### Zu erledigen
Schreiben Sie die Zeilen von der Zeile mit „batch is snack“ bis einschließlich der Zeile mit „[120,227,198,381]“ neu. Ersetzen Sie dabei „white plastic bag“ durch „white paper bag“ und lassen Sie alles andere unverändert.

### Bereitgestellte Zeilen
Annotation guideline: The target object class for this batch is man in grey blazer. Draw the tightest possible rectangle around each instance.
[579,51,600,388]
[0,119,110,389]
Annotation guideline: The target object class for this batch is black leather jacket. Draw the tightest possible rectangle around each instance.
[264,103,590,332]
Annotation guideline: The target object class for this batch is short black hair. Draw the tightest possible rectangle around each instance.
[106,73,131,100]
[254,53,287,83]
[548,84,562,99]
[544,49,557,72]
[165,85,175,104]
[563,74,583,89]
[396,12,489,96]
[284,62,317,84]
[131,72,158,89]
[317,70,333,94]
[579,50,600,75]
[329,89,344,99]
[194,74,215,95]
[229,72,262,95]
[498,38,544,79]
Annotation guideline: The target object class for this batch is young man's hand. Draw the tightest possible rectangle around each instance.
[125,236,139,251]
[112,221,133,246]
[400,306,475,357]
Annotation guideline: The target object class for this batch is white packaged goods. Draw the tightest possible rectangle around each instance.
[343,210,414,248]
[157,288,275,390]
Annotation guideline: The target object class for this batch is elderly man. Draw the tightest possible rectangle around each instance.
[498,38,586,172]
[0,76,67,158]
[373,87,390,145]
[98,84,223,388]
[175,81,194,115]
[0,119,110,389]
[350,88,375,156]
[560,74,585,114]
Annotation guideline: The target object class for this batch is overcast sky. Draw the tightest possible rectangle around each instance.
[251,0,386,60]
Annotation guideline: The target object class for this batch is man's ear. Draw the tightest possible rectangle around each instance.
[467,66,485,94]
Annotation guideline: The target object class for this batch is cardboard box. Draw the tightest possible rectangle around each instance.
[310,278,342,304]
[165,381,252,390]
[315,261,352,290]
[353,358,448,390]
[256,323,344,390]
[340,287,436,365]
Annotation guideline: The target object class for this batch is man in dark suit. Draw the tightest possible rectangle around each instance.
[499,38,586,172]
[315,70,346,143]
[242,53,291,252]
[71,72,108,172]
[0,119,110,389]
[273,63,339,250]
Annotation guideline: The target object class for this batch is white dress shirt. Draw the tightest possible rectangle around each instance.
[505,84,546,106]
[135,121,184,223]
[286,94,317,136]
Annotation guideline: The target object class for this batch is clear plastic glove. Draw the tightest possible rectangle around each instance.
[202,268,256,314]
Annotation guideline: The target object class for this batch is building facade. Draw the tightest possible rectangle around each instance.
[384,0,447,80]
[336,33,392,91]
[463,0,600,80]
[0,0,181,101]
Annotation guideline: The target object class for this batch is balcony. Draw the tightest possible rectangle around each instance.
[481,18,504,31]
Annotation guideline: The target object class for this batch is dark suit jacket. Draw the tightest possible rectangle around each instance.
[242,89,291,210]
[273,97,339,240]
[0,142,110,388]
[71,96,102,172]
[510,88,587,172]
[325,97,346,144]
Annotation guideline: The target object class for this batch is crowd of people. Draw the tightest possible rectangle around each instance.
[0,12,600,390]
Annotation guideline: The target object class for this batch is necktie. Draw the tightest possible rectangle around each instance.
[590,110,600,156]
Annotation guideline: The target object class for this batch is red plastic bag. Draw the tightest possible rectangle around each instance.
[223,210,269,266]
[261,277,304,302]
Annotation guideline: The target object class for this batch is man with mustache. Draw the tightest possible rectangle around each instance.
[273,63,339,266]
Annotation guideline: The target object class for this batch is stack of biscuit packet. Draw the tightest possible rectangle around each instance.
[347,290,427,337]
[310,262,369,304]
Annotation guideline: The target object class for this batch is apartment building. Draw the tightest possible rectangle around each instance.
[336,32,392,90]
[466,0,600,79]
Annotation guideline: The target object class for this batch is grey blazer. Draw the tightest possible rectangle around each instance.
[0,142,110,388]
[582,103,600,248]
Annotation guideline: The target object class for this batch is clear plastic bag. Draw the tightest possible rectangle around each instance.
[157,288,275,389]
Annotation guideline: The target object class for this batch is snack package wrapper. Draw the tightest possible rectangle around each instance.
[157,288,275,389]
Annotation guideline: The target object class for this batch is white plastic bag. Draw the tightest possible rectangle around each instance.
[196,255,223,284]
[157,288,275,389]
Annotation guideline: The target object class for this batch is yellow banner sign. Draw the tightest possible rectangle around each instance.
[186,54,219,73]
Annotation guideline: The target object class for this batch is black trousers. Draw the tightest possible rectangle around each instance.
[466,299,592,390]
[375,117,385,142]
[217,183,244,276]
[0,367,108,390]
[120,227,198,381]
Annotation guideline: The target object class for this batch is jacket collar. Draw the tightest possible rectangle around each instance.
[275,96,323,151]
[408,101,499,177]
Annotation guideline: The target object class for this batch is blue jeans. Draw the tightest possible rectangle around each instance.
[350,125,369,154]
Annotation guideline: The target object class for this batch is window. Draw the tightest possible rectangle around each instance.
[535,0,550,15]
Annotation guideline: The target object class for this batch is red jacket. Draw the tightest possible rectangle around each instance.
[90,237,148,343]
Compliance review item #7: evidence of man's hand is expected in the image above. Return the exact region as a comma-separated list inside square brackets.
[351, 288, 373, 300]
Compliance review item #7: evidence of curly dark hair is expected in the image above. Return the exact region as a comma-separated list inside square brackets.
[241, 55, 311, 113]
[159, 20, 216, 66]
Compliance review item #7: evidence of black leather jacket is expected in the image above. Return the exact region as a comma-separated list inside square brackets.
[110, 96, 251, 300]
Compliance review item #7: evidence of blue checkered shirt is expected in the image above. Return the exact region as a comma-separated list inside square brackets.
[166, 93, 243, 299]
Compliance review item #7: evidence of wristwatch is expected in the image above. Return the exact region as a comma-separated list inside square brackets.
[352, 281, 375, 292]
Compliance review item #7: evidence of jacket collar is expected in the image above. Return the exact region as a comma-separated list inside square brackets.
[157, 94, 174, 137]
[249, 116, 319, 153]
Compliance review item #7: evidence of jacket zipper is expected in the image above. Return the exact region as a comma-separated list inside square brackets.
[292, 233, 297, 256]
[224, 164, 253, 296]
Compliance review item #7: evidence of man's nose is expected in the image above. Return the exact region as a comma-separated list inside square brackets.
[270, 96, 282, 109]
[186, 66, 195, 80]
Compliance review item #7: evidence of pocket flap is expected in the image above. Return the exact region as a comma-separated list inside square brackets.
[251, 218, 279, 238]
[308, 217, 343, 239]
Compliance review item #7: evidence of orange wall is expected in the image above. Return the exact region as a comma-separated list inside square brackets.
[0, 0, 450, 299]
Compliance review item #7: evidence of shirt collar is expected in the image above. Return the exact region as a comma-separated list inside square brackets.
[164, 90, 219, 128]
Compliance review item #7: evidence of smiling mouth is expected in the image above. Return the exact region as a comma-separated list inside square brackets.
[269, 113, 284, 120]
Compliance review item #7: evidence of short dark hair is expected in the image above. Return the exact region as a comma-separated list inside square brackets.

### Schriftliche Antwort
Annotation guideline: The target object class for this batch is snack package wrapper. Draw the tightest possible rectangle around each instance.
[157,288,275,389]
Annotation guideline: The target object class for this batch is white paper bag. Draw the tightest possible rectangle around each instance.
[196,255,223,284]
[157,288,275,389]
Annotation guideline: The target object class for this batch is yellow banner sign. Draw the tightest possible rectangle around each instance.
[186,54,219,73]
Annotation guideline: The target object class for this batch is black trousers. Draw the tightest possible rectangle around each instance.
[466,299,592,390]
[375,117,385,142]
[217,183,244,276]
[0,367,108,390]
[120,227,198,381]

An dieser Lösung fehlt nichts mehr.